◆ Requirement
Please print exactly the lines running from the one that contains "If you could tag each instance of the boulder" to the end of the data, with both lines included.

───

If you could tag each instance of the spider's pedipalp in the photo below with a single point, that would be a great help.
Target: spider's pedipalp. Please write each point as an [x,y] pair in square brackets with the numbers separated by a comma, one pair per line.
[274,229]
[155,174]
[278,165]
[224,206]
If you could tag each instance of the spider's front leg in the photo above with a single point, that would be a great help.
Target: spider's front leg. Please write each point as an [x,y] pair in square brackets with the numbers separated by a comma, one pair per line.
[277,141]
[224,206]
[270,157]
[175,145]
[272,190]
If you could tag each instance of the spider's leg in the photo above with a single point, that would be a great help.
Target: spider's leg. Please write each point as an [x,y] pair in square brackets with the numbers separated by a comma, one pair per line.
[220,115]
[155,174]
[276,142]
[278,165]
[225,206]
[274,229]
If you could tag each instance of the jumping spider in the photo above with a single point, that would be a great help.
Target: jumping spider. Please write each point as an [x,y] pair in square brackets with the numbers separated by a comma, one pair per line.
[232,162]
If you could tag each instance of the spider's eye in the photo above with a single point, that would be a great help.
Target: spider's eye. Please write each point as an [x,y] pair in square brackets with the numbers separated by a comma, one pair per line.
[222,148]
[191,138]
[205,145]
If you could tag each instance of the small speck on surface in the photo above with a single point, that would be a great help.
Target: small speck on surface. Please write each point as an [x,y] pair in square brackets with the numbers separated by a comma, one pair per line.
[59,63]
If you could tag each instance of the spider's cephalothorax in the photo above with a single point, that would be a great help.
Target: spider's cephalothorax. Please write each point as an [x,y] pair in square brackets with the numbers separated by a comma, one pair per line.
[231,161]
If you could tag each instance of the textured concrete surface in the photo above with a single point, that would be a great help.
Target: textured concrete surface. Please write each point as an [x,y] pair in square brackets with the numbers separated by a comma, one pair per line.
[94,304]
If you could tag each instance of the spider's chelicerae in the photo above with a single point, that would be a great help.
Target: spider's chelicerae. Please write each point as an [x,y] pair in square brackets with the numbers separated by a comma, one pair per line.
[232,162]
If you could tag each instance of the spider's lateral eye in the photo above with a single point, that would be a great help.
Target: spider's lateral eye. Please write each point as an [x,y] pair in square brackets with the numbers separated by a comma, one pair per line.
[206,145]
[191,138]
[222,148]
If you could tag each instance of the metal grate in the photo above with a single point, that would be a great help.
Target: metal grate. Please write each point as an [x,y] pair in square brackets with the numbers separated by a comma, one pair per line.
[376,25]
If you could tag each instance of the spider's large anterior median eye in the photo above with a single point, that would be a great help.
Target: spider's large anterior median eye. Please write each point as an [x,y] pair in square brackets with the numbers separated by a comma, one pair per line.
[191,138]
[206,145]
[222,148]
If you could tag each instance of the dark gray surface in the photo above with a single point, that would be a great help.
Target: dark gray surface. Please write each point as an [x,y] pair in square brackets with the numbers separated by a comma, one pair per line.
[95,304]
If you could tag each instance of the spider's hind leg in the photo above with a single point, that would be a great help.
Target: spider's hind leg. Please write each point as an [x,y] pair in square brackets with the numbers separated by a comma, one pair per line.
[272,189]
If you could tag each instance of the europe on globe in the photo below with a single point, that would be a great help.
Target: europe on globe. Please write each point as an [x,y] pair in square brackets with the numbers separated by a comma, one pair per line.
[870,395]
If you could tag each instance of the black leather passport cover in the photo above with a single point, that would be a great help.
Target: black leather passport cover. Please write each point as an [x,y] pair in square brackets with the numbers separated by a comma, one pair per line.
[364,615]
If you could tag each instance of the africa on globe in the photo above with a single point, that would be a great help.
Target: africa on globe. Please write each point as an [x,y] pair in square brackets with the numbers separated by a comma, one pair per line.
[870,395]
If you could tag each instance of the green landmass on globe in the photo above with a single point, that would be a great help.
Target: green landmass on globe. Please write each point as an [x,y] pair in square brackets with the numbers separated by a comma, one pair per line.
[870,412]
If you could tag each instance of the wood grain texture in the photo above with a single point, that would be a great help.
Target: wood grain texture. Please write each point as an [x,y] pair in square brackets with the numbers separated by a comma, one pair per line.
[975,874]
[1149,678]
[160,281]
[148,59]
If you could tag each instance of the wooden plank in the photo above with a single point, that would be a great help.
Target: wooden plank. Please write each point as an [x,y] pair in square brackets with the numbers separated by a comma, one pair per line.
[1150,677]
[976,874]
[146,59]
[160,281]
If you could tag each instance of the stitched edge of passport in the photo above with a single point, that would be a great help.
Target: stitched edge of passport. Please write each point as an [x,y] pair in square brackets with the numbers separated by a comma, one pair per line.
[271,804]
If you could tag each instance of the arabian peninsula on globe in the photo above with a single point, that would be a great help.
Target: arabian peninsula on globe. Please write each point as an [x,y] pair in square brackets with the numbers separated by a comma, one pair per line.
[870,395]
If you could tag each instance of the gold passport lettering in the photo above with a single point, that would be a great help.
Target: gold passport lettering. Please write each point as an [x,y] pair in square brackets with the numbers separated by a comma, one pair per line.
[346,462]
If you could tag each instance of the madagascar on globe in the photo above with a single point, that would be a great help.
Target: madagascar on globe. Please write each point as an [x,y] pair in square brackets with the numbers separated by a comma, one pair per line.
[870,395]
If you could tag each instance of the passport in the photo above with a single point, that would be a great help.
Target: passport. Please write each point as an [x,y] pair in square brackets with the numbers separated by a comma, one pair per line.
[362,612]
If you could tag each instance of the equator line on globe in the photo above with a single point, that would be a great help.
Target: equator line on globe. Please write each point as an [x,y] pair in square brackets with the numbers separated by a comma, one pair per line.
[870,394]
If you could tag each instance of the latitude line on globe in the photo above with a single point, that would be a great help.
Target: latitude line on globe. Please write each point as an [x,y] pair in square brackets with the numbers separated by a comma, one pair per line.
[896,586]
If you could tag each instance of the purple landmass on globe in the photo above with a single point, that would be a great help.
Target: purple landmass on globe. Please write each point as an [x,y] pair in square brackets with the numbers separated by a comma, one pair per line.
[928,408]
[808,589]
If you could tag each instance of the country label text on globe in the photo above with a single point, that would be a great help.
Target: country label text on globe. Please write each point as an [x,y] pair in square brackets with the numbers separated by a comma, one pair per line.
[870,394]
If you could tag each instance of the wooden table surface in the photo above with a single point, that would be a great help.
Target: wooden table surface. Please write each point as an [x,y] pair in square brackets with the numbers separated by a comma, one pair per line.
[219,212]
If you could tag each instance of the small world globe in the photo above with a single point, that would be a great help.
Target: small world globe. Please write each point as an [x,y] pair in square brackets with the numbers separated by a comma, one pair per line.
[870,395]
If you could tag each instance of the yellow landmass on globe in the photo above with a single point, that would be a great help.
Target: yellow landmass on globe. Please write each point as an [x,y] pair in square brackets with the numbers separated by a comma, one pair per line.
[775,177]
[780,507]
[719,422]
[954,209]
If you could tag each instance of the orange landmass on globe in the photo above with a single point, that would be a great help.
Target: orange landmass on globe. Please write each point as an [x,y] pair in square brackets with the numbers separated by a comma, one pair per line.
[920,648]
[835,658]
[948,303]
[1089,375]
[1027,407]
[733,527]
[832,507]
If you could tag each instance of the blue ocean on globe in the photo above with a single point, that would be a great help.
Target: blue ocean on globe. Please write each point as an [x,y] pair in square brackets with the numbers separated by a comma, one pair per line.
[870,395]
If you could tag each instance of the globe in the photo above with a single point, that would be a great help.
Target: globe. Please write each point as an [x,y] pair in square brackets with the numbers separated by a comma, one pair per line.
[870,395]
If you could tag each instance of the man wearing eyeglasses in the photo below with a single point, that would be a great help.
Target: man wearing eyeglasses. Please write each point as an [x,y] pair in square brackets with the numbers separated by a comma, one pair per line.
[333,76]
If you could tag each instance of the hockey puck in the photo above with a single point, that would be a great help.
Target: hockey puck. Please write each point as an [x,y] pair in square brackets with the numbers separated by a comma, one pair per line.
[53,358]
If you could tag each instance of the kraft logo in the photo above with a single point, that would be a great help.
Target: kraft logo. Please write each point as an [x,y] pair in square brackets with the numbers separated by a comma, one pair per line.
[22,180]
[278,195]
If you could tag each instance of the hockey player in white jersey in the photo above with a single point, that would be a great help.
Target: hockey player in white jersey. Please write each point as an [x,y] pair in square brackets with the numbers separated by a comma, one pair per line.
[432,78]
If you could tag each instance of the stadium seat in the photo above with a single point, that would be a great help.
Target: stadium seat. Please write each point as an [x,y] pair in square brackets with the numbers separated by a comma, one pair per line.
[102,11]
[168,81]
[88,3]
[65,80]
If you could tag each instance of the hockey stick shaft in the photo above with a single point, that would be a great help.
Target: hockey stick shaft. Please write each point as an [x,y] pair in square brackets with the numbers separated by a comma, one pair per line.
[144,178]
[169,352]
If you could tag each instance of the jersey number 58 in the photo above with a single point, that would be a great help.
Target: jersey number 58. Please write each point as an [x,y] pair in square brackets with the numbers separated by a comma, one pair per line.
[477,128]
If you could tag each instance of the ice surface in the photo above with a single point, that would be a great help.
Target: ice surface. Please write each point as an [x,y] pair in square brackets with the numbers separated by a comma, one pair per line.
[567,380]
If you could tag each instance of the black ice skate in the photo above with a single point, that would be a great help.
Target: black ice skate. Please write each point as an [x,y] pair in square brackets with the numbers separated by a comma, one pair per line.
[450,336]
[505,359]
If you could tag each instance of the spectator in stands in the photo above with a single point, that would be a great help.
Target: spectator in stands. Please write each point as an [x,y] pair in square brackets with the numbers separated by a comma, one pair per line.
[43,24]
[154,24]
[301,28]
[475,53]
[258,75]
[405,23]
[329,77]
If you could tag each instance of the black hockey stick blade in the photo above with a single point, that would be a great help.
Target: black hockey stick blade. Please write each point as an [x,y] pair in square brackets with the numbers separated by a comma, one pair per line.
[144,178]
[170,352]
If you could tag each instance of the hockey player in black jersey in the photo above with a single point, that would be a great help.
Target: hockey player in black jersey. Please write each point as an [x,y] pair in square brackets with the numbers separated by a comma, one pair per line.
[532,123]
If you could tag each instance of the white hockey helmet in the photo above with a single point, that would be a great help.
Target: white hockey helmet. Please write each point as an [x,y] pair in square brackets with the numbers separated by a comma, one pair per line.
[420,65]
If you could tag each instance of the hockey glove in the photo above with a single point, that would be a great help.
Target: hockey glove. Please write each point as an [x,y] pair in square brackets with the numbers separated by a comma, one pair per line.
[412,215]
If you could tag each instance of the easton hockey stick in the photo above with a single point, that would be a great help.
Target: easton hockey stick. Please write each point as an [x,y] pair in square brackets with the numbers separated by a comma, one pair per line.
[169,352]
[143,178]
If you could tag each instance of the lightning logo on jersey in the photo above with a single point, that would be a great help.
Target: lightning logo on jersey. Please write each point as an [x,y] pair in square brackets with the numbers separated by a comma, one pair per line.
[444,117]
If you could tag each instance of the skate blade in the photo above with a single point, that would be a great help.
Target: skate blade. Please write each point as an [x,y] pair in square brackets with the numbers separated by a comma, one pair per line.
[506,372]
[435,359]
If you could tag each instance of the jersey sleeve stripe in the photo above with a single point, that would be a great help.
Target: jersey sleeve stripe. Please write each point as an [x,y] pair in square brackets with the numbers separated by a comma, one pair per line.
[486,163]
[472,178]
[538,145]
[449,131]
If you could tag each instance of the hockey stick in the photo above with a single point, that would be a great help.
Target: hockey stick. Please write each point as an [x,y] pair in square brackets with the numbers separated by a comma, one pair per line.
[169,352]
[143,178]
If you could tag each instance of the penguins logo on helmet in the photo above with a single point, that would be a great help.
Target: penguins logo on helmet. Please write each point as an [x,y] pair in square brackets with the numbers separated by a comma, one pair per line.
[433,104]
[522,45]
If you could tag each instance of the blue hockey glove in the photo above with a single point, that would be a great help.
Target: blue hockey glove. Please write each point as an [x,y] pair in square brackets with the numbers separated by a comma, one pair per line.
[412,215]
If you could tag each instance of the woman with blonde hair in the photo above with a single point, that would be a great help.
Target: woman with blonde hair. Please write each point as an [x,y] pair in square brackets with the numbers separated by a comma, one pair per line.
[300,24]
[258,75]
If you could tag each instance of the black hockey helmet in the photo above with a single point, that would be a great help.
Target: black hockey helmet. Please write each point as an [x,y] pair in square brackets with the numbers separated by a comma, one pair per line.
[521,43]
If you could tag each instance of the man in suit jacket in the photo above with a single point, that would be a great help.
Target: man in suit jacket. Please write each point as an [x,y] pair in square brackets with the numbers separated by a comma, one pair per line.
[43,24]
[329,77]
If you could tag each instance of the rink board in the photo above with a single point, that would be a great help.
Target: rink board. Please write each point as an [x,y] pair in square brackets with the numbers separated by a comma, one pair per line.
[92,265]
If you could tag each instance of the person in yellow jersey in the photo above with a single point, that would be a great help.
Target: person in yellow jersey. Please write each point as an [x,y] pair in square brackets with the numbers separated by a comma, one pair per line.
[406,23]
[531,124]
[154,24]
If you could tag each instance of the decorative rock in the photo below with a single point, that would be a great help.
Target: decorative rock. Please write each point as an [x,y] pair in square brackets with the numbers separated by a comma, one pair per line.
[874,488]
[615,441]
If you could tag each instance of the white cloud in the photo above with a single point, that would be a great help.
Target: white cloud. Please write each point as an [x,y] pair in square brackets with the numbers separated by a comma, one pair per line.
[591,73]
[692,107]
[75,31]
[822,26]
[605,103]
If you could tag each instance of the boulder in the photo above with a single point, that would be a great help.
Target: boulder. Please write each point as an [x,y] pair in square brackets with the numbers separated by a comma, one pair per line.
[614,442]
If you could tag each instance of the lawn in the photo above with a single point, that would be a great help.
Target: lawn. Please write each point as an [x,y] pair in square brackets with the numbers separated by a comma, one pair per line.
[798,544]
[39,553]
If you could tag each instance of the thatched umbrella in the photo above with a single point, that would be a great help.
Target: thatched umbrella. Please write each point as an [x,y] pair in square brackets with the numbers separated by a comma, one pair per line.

───

◆ Solution
If you could tag each instance of the boulder in the photo above with a single point, that would be a great help.
Target: boulder. Please write each point as an [x,y] pair in square brackets with the numbers separated by a comma, one pair per line.
[614,442]
If you could tag each instance of the lawn in the photo above with a single point, that would be a great help.
Target: lawn. Please write each point as an [x,y] pair in square brackets with the numbers separated by a comma, one pair per line.
[798,544]
[39,553]
If you could tag each instance of the thatched umbrella in the photo above with a single point, that would be a great help.
Target: thatched umbrella. Please write each point as an [x,y] pair in square brackets with the numbers separated by a comma, one pair per line.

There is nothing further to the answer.